TEXT TO READ:
++++++

Bimbola Oyesola, 08033246177

Tomorrow, June 12, is the International Day Against Child Labour and as the world marks the day, the International Labour Organisation (ILO) has mandated the Nigerian government and other world leaders to end any form of child labour by the year 2025.

The ILO in the same vein has promised to intensify collaborative action with governments around the world.
ILO director-general, Guy Ryder, gave the directive as he declared that 152 million children aged five to 17 are in child labour worldwide.

Ryder, who was speaking at a panel on child labour held on the sidelines of the just concluded International Labour Conference (ILC) in Geneva, stressed the need to priortise programme by all governments.
He advised governments around the world that they must not change the goal post of the ten year global elimination target set in 2015 to 2025.

Ryder called for urgent action to tackle the economic root causes of child labour, pointing out that attention needs to be paid not only to global supply chains, but also to unpaid family work in agriculture.

Ryder pointed out that some 152 million children were in child labour worldwide; adding that, between 2012 and 2016, there was “almost no reduction in the number of children aged five to 11 in child labour, and the number of these most vulnerable, youngest children in hazardous work actually increased.”

This, Ryder added, was partly because child labour in agriculture, which is mostly unpaid family work, has increased.
“These children typically begin child labour at the age of six or seven and they commonly perform hazardous work as they get older,” he said.

The event in Geneva also marked the 20th anniversary of the Global March Against Child Labour, which culminated in June 1998, when hundreds of marchers, including children, took to the stage at the International Labour Conference, where delegates paved the ground for the adoption in 1999 of ILO Convention No. 182 on “Eliminating the Worst Forms of Child Labour.”

++++++

DATASET ENTRIES:
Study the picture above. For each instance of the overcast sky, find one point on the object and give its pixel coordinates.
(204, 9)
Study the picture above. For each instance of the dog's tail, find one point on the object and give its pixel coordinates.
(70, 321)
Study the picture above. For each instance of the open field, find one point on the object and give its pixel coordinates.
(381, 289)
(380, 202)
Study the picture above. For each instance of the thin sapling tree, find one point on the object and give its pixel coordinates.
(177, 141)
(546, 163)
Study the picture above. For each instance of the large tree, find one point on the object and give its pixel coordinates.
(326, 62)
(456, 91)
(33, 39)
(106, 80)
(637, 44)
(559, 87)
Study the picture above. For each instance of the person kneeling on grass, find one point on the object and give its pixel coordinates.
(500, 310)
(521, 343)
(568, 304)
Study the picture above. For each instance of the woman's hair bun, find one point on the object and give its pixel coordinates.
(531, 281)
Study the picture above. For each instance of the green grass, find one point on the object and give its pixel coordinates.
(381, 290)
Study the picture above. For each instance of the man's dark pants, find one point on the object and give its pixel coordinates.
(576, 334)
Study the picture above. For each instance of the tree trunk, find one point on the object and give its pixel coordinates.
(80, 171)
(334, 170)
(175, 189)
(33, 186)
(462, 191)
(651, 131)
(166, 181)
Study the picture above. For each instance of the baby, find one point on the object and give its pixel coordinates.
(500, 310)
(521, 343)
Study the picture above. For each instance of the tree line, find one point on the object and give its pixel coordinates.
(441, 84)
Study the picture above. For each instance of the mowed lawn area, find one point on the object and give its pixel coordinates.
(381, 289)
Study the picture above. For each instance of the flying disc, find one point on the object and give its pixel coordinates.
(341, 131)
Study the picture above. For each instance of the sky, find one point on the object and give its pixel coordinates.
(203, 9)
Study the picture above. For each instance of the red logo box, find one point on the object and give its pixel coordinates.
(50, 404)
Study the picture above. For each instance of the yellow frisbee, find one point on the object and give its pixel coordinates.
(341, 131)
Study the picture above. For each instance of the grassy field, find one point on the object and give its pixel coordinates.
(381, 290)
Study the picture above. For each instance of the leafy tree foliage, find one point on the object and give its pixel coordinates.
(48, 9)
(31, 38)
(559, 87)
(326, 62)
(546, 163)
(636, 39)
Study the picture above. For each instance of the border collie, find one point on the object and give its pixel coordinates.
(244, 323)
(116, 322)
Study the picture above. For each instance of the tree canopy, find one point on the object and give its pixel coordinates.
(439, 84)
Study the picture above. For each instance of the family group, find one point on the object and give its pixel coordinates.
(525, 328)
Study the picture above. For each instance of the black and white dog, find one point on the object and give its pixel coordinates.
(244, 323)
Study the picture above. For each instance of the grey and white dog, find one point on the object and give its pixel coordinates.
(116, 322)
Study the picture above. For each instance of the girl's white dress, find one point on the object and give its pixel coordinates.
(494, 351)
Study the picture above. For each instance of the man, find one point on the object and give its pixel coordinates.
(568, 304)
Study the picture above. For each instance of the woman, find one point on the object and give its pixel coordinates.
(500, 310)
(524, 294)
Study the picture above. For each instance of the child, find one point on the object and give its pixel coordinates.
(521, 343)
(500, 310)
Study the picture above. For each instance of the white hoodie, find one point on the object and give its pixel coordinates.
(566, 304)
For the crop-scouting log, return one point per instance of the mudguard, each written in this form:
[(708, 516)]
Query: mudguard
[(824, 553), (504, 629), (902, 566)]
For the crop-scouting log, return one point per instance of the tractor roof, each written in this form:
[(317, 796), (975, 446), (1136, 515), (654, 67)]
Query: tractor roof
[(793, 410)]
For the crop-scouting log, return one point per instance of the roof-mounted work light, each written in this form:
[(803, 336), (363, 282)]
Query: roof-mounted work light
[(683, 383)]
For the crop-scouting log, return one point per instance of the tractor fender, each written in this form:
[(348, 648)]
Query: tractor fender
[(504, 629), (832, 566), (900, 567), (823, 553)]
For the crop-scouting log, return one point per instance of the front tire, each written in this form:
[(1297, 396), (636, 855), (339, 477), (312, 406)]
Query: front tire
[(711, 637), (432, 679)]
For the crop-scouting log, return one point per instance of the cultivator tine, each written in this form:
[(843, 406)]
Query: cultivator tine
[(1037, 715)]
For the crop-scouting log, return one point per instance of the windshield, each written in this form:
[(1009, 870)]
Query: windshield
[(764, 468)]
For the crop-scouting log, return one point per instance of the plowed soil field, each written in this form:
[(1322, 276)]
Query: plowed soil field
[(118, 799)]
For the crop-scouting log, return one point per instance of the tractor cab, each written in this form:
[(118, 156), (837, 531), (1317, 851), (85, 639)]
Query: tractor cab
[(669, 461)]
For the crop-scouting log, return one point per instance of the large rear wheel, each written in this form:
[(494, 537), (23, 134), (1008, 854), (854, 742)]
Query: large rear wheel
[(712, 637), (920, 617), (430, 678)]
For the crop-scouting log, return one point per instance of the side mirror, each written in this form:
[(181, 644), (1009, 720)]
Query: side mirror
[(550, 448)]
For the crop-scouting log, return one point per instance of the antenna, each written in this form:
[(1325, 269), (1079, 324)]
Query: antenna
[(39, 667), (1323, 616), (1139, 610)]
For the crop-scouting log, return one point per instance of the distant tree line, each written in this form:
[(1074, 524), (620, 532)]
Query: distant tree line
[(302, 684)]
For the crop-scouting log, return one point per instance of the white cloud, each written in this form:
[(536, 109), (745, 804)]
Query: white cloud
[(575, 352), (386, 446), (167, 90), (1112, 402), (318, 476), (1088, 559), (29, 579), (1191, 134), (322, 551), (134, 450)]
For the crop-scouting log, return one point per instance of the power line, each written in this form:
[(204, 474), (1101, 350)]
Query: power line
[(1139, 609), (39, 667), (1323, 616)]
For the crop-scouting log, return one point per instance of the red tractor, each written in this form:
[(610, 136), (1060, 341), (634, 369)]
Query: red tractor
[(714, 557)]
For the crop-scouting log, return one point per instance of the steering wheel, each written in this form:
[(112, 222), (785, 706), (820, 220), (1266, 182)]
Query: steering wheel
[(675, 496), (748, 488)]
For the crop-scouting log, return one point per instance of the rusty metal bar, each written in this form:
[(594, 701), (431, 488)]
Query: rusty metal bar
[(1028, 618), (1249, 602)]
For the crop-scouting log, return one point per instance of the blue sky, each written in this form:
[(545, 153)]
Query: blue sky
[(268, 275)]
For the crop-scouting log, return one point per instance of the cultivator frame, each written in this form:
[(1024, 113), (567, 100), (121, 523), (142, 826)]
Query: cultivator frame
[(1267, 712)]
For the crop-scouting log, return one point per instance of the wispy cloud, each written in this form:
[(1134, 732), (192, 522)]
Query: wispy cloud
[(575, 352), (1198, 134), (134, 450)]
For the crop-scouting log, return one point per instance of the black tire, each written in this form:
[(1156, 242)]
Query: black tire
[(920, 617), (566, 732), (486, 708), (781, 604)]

++++++

TASKS FOR THIS EXERCISE:
(1) According to the article on child labour, how many children aged five to 17 are in child labour worldwide?
(2) Please write the next few paragraphs of the article on child labour, picking up right after its final sentence.

THE REPLIES:
(1) 152 million.

(2)
Kailash Satyarthi, an Indian children’s rights activist and Nobel peace prize laureate, who led the march, told the panel that much still remains to be done.

“If the children are still trapped in the international supply chains, if the children are still enslaved, if the children are still sold and bought like animals – sometimes for less than the price of animals – to work in the fields and farms, and shops and factories, or for households as domestic workers, this is a blot on humanity,” he said.

Basu Rai, from Nepal, who had been the youngest of the marchers who reached Geneva in 1998, said: “Still there are 152 million children who are languishing in a kind of slavery. So this is the time to act collectively.”

Several delegates held back tears as Zulema Lopez recounted her days as a child labourer in the United States.
“At the age of seven, it was normal for me to wake up at 5 o’clock in the morning, put on my shoes and my T-shirt and go to work in the hot sun, burning, 20 to 30-pound buckets of cucumbers next to me, trying to make ends meet.”